_Aim of the task_.
Before answering, work out how many lines below contain the string "unit"; the reply is that number alone.

Region pointing data
****************************************
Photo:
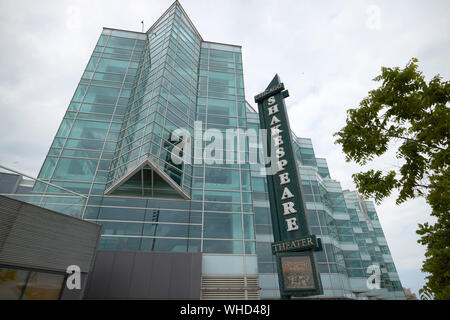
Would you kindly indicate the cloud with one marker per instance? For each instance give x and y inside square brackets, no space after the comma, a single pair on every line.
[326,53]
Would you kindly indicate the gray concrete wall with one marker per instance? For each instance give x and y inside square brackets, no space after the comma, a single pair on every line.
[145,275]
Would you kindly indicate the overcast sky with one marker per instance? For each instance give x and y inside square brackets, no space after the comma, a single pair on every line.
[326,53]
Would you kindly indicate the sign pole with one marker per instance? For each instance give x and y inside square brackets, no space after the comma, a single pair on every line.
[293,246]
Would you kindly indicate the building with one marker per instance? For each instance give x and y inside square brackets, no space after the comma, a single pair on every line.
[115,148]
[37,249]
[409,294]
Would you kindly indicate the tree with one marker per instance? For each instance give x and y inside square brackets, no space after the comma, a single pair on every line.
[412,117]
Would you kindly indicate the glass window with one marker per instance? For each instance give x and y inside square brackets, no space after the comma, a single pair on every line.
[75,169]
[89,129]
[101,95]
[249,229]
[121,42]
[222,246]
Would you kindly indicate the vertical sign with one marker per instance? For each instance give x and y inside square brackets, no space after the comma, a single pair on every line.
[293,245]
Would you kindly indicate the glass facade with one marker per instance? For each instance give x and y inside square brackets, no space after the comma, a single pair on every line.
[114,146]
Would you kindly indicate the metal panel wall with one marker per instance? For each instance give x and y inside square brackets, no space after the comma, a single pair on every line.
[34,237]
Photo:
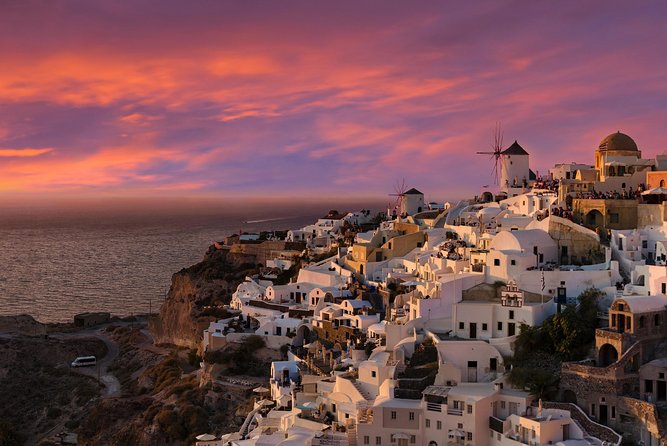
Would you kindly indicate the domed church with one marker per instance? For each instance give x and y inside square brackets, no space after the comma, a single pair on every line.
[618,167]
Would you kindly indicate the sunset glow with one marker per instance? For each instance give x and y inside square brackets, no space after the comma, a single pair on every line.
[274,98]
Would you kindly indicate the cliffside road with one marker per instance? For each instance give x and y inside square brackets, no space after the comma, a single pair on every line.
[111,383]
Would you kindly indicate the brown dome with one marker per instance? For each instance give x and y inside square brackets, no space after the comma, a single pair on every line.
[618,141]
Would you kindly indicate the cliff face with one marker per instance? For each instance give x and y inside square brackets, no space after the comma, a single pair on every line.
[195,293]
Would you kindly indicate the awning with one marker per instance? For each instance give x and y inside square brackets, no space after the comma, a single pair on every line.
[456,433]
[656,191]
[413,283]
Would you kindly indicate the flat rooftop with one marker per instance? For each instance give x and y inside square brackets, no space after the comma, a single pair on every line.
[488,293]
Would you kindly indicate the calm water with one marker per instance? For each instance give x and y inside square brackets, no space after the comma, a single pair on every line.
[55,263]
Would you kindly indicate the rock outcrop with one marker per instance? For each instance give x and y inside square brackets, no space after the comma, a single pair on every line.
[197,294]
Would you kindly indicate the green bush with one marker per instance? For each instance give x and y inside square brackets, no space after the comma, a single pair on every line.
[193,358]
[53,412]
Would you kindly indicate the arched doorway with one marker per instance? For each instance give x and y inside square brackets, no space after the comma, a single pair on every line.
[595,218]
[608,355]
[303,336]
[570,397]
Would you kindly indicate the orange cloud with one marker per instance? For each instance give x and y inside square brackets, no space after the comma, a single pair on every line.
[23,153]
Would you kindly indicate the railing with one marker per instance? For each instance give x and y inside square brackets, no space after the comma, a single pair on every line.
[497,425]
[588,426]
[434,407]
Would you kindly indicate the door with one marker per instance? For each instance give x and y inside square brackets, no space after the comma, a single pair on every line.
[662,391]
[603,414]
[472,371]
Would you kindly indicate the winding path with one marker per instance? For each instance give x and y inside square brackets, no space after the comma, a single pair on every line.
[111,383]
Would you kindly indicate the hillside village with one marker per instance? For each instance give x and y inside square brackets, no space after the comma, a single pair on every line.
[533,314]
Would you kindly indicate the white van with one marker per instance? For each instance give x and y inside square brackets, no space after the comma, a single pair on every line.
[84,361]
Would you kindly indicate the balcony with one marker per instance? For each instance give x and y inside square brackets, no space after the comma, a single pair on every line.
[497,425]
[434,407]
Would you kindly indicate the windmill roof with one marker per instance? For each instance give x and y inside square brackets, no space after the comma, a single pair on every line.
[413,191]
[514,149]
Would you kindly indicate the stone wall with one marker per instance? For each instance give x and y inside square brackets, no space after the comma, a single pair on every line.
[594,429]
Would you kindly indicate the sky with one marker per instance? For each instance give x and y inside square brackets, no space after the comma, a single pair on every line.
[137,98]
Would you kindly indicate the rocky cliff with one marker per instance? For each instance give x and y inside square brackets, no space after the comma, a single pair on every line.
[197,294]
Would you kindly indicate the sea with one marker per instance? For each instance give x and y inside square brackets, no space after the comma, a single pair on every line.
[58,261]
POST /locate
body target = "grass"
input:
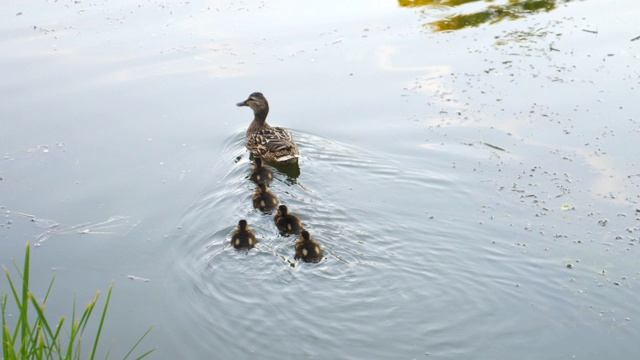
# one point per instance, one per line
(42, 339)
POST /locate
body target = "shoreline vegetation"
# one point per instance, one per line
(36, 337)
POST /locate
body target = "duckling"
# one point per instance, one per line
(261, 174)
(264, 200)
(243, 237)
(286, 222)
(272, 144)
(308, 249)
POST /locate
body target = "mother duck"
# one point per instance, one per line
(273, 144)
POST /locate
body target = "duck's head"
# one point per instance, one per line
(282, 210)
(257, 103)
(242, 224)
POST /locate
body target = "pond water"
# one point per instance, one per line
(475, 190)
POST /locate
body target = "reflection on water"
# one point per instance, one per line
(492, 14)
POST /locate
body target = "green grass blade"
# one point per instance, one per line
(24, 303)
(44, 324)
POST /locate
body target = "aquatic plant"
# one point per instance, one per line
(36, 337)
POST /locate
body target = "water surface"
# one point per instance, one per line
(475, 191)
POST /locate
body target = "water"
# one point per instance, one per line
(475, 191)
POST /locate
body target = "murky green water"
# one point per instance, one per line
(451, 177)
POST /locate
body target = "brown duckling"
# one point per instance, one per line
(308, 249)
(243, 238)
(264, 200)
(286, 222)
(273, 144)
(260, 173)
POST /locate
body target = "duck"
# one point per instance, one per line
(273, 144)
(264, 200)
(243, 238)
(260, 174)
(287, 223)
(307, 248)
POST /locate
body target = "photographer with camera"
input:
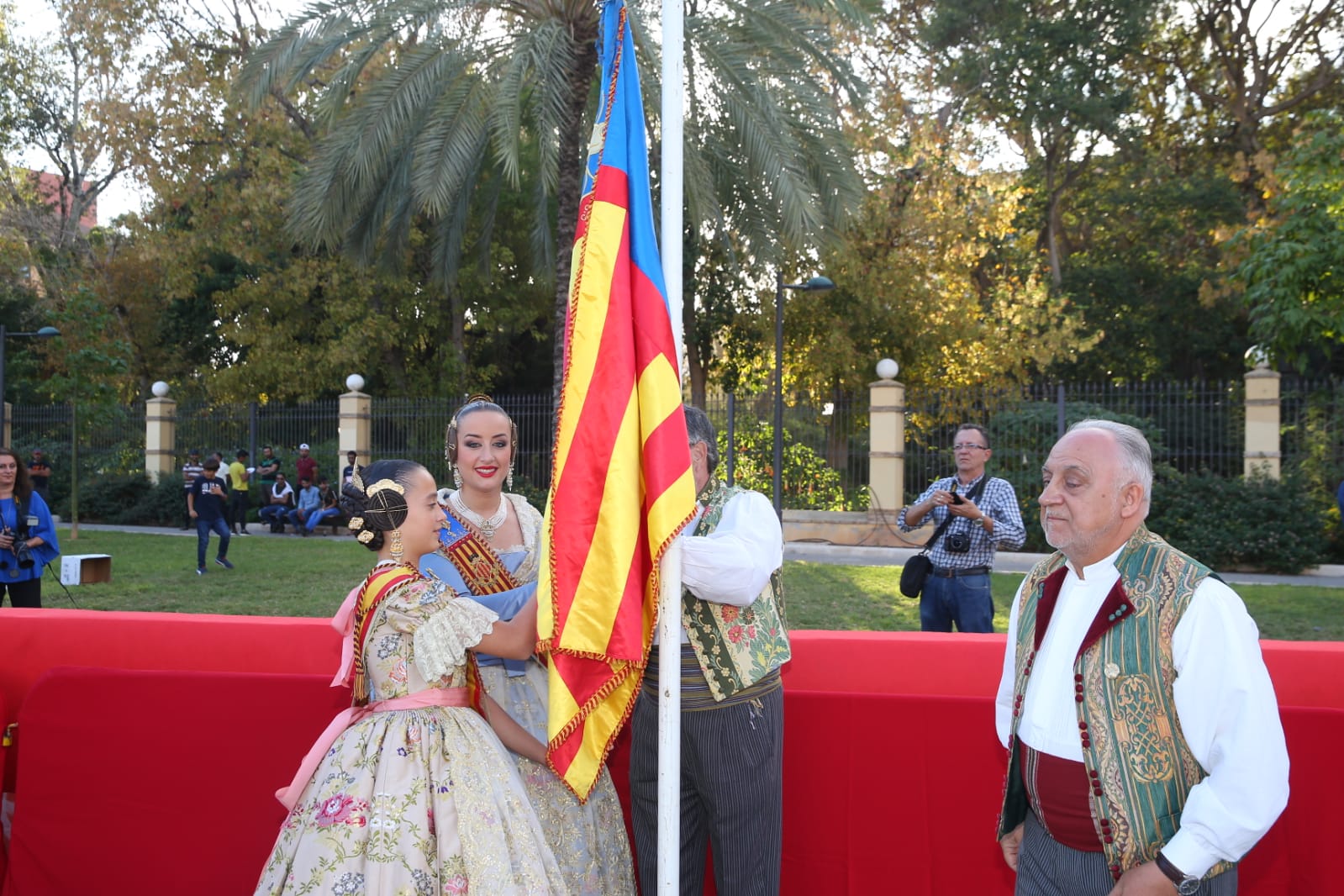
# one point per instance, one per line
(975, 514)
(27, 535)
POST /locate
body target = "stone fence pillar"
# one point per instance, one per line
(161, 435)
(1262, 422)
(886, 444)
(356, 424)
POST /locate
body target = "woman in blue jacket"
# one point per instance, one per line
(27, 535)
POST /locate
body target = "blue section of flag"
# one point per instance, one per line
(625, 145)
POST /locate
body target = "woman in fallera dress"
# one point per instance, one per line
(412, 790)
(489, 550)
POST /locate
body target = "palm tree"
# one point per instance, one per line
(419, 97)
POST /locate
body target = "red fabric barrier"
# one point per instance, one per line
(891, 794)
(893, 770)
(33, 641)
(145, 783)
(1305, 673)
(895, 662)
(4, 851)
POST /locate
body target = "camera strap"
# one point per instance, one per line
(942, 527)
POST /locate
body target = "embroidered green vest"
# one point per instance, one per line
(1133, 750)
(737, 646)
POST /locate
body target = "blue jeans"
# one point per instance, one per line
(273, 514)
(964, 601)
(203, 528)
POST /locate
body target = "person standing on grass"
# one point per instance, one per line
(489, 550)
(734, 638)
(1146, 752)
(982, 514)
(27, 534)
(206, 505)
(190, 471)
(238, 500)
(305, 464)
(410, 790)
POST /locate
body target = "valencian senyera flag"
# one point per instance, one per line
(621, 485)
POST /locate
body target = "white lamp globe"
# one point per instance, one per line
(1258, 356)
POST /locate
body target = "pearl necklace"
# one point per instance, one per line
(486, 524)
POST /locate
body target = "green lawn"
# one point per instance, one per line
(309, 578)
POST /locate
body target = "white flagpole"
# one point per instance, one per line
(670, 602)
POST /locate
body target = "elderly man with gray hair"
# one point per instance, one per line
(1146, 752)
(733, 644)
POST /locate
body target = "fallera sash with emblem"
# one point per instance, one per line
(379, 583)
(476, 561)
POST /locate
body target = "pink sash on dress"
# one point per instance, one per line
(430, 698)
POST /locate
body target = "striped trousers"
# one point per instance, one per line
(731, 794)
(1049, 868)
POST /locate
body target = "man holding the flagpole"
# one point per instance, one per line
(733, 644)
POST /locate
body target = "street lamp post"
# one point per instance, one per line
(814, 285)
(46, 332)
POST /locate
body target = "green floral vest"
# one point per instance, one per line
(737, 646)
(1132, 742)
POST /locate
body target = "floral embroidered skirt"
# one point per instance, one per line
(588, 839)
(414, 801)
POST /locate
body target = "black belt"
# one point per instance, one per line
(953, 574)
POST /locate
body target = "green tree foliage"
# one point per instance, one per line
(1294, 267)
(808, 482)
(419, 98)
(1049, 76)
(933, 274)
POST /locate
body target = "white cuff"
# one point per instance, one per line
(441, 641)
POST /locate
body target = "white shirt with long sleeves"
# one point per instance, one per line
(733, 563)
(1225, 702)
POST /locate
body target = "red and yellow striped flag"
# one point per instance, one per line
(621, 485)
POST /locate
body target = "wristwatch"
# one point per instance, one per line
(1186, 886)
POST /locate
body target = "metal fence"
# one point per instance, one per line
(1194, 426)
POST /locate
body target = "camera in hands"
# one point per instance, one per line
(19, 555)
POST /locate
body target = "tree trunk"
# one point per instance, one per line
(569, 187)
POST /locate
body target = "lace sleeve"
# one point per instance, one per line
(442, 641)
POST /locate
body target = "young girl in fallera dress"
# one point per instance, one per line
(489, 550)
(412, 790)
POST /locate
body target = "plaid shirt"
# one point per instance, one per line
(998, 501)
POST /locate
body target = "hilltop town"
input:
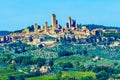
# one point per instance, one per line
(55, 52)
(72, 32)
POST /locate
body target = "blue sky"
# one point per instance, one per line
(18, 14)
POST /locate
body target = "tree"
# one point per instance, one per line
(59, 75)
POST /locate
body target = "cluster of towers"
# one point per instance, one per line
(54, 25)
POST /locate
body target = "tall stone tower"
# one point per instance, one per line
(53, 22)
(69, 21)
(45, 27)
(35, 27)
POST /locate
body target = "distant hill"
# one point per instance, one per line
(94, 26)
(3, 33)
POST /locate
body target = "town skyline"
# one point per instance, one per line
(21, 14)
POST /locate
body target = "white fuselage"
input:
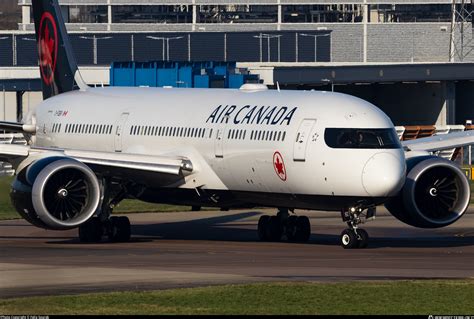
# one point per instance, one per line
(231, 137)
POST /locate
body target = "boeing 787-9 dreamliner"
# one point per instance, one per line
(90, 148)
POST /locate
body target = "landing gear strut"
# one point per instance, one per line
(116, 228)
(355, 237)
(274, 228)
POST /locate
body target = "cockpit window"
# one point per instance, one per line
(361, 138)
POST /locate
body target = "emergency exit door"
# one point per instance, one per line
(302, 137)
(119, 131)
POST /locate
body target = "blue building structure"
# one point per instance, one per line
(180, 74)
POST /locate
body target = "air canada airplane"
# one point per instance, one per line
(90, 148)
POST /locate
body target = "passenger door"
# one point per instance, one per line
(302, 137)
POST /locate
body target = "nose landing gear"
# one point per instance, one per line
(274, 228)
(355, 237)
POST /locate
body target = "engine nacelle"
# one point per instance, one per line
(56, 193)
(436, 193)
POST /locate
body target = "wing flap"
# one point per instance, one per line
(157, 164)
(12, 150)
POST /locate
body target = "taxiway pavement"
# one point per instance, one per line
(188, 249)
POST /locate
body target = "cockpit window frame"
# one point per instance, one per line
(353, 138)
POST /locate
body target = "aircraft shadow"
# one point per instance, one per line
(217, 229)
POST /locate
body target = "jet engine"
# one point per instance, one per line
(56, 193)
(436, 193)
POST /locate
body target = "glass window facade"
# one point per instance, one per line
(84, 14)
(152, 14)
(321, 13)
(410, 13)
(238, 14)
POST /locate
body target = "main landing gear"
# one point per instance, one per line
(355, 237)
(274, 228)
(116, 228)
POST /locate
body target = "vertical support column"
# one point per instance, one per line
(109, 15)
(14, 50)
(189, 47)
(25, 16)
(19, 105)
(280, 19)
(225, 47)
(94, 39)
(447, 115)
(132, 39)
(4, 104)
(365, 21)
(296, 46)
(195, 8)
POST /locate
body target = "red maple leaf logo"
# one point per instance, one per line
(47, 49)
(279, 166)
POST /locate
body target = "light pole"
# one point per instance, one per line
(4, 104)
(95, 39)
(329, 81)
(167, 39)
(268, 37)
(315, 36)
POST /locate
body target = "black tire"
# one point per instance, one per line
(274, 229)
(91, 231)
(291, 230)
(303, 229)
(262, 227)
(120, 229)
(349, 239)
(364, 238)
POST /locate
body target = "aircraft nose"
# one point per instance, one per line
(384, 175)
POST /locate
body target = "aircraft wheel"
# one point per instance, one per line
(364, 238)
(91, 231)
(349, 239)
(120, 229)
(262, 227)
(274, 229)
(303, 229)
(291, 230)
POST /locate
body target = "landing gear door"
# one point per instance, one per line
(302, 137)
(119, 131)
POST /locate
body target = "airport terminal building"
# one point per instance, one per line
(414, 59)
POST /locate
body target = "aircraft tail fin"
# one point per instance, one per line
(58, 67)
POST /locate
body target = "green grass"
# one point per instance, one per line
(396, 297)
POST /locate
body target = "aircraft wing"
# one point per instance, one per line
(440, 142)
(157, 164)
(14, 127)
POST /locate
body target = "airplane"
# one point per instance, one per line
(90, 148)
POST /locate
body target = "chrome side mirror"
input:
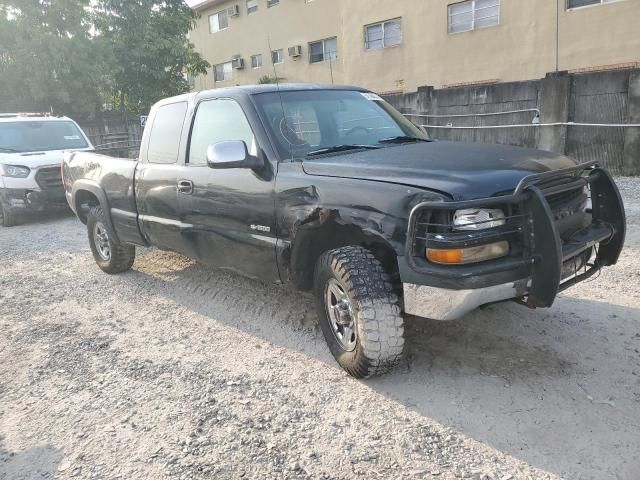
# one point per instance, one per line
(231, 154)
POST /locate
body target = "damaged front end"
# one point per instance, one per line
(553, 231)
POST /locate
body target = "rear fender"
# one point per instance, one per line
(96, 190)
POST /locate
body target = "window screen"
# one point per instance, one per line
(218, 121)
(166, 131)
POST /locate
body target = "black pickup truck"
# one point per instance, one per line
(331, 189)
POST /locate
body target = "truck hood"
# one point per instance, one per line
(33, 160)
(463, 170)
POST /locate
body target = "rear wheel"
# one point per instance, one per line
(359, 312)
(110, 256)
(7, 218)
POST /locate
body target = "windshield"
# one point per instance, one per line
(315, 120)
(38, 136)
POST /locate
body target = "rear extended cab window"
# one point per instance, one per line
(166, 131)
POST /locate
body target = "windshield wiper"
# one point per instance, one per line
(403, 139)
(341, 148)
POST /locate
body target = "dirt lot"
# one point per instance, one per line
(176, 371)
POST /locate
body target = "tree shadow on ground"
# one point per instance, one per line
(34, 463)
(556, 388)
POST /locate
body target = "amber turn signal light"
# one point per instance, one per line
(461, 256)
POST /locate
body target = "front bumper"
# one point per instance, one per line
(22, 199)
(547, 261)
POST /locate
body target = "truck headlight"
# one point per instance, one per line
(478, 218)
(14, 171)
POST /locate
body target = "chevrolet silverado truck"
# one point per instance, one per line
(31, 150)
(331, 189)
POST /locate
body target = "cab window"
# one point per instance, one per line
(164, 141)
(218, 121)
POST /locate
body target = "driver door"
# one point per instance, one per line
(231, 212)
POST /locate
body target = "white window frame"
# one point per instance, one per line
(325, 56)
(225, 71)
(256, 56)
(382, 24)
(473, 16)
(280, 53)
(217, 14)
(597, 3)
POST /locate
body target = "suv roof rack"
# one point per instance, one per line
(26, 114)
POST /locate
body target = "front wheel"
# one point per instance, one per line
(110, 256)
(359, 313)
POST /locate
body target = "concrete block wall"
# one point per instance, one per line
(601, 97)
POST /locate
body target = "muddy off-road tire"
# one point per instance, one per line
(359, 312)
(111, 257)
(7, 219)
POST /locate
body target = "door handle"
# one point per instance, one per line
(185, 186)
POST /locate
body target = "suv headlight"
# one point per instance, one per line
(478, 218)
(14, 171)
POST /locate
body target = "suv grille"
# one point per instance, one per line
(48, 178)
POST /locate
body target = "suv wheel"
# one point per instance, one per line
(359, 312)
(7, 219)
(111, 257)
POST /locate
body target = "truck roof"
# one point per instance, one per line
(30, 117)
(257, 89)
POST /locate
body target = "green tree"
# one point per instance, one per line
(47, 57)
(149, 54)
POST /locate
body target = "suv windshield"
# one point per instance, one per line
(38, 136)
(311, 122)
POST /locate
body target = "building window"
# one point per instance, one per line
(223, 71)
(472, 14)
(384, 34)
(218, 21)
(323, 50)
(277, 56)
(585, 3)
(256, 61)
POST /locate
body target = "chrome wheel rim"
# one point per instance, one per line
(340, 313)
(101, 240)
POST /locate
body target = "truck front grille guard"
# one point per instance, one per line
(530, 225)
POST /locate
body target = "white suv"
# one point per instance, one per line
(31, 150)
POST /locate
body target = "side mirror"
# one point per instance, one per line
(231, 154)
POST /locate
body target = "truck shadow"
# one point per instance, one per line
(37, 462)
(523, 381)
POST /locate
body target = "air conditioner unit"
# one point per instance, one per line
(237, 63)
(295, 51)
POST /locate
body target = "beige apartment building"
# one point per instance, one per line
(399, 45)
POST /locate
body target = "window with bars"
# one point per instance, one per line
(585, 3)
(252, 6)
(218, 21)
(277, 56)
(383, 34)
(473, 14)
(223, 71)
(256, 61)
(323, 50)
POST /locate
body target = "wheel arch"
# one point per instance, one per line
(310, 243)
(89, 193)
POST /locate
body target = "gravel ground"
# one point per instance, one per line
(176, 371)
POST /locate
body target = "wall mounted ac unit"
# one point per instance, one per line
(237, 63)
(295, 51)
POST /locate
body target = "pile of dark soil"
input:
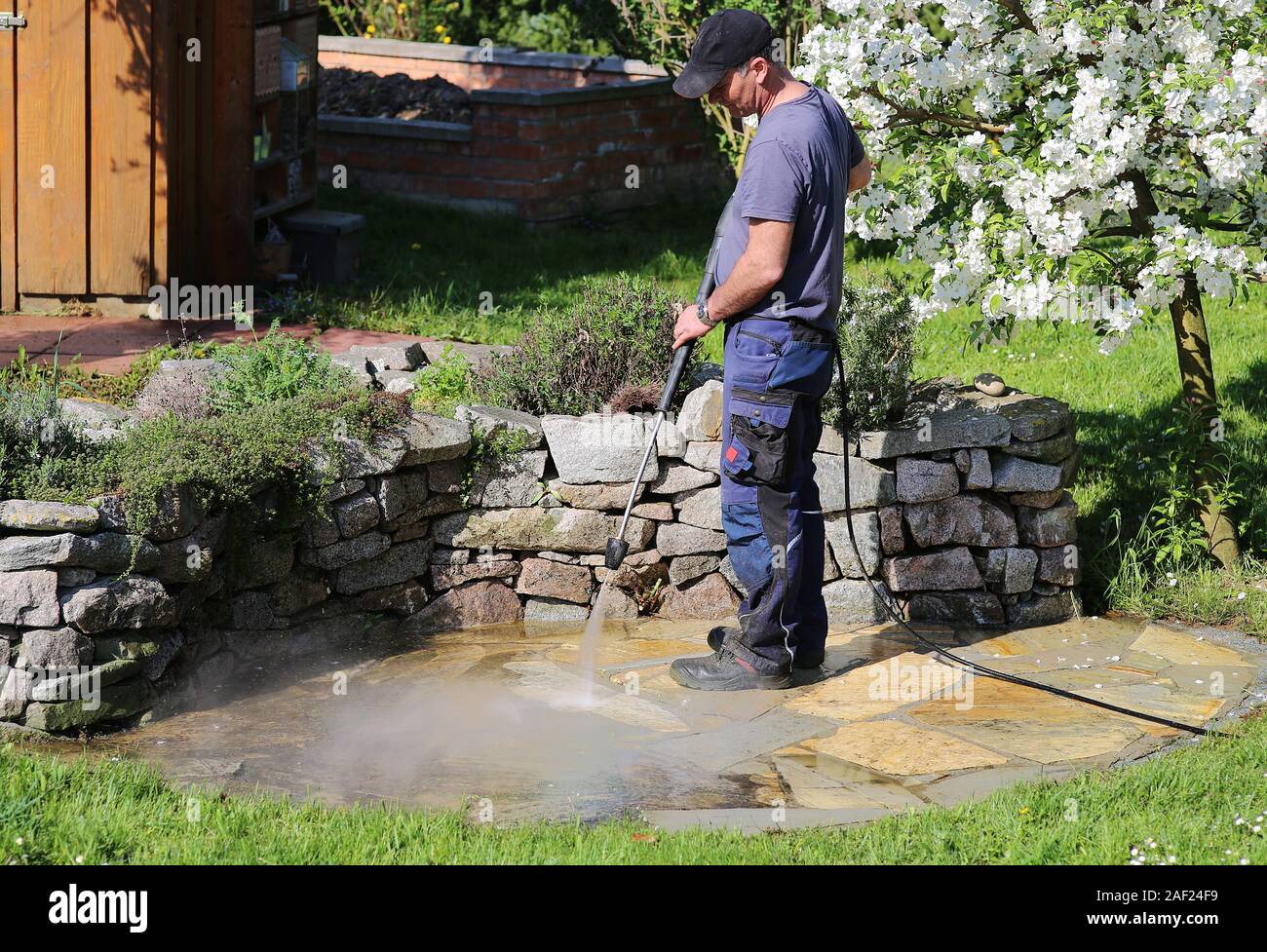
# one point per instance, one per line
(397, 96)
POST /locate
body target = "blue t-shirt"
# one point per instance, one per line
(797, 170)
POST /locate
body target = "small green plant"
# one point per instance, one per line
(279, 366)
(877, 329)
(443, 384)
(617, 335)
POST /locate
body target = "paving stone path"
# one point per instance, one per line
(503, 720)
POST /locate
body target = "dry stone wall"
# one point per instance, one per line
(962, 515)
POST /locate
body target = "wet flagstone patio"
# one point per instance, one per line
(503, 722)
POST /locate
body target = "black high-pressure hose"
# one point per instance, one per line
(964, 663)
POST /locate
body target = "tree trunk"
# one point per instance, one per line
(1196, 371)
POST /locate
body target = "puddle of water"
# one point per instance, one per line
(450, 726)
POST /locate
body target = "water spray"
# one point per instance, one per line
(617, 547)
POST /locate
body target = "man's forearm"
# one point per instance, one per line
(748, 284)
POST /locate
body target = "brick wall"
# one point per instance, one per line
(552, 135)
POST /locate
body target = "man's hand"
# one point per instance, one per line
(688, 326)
****************************************
_Output below_.
2